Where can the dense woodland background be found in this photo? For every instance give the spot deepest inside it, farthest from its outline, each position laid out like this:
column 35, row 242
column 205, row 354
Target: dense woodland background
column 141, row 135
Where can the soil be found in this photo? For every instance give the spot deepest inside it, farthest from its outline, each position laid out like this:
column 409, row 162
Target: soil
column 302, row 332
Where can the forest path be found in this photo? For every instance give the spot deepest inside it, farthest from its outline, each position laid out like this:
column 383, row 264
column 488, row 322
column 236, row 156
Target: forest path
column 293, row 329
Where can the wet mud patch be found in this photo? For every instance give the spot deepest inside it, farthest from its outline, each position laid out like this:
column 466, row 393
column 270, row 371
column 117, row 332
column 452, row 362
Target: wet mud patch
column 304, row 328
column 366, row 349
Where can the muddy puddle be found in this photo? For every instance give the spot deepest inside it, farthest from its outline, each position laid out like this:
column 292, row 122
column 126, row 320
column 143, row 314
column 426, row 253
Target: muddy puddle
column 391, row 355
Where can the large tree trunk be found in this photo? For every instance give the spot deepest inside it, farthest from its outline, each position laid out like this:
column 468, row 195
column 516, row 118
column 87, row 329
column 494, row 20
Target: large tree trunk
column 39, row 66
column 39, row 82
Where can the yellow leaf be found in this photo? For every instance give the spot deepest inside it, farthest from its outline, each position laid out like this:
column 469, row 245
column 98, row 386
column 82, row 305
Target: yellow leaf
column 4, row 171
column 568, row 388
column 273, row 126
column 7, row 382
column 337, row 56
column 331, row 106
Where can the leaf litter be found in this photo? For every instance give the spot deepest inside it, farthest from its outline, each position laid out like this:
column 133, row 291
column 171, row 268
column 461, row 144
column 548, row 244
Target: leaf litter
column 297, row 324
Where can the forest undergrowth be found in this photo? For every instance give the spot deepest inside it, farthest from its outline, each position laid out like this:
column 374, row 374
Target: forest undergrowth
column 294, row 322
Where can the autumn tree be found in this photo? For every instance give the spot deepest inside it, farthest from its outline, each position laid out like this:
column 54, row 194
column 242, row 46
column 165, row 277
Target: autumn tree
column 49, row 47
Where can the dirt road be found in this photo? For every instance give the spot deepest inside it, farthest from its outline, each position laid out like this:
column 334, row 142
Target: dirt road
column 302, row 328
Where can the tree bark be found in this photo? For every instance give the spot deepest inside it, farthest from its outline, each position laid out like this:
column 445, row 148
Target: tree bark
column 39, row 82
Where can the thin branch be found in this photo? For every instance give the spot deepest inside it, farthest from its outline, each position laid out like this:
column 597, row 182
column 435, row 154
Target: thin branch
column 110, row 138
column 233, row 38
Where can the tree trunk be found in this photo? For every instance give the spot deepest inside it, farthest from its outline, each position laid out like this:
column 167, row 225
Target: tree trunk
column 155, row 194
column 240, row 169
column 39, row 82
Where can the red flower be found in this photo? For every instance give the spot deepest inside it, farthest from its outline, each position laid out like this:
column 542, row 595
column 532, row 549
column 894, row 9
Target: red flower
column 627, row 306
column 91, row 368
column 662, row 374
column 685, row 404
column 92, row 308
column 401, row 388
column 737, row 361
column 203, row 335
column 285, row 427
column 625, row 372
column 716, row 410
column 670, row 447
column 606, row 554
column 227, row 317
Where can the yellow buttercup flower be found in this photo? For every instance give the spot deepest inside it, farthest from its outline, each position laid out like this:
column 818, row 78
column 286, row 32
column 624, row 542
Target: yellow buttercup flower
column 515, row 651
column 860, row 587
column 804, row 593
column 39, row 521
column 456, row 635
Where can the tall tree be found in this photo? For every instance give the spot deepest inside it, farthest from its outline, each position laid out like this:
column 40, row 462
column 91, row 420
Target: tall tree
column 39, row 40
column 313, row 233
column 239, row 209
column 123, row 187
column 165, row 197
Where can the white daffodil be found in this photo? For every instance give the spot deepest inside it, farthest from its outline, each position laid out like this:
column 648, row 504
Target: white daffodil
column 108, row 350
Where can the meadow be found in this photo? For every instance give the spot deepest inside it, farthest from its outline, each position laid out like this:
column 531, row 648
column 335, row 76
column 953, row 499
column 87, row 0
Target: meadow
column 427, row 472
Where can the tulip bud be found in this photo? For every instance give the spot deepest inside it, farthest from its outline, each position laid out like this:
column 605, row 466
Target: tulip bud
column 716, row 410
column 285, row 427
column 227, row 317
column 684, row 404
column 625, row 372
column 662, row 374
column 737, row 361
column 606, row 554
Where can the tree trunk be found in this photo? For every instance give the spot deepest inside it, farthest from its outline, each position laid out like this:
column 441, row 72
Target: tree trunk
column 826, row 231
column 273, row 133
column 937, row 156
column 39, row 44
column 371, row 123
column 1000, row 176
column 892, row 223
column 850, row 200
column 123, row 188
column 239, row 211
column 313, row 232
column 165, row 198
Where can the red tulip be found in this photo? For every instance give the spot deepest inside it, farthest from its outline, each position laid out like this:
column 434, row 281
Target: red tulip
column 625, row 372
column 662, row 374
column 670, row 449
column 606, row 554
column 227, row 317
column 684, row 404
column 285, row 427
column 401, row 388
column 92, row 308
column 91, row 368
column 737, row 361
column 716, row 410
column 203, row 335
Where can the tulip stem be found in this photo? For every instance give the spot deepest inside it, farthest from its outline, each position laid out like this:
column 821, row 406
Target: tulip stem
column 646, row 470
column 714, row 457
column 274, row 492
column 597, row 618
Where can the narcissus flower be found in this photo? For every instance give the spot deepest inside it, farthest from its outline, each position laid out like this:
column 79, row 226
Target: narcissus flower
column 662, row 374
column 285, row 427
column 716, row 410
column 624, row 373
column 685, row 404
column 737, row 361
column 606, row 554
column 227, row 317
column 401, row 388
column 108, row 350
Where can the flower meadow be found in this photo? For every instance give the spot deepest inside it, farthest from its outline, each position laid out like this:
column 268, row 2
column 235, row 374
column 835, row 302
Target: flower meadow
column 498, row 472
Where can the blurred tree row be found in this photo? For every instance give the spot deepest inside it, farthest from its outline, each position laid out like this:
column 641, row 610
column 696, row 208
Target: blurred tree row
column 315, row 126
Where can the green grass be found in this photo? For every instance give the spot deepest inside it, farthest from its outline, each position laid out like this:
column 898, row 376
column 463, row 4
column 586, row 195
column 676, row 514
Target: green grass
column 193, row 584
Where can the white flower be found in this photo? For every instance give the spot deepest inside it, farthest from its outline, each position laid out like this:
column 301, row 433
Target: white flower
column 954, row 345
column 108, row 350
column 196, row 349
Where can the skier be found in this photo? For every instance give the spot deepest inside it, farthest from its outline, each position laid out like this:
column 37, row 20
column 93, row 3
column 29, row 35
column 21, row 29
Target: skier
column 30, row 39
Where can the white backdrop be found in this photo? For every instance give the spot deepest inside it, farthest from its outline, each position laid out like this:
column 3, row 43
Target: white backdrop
=======
• Problem:
Arrange the records above as a Markdown table with the columns Number and Record line, covering everything from the first line through the line containing "column 366, row 349" and including that line. Give each line its own numbered row, and leave out blank lines.

• Solution to this problem:
| Number | Record line |
|---|---|
| 1 | Where can the dense woodland background be found in this photo? For every instance give the spot deepest inside it, farthest from its outline, each position laid out like this: |
| 2 | column 35, row 242 |
| 3 | column 205, row 354 |
| 4 | Target: dense woodland background |
| 5 | column 141, row 135 |
| 6 | Where can the soil be found in this photo? For every instance give the spot deepest inside it, farthest from its outline, each position laid out like this: |
| 7 | column 409, row 162 |
| 8 | Target: soil |
| 9 | column 302, row 332 |
| 10 | Where can the forest path be found in this photo? For every instance give the spot deepest inside it, farthest from its outline, each position laid out like this: |
| 11 | column 383, row 264 |
| 12 | column 488, row 322 |
| 13 | column 236, row 156 |
| 14 | Target: forest path |
| 15 | column 293, row 329 |
| 16 | Where can the wet mud patch be found in this photo? For every instance give the spot deepest inside it, farthest from its outline, each position laid out like this: |
| 17 | column 466, row 393 |
| 18 | column 270, row 371 |
| 19 | column 117, row 332 |
| 20 | column 452, row 362 |
| 21 | Target: wet mud patch |
| 22 | column 304, row 328 |
| 23 | column 366, row 349 |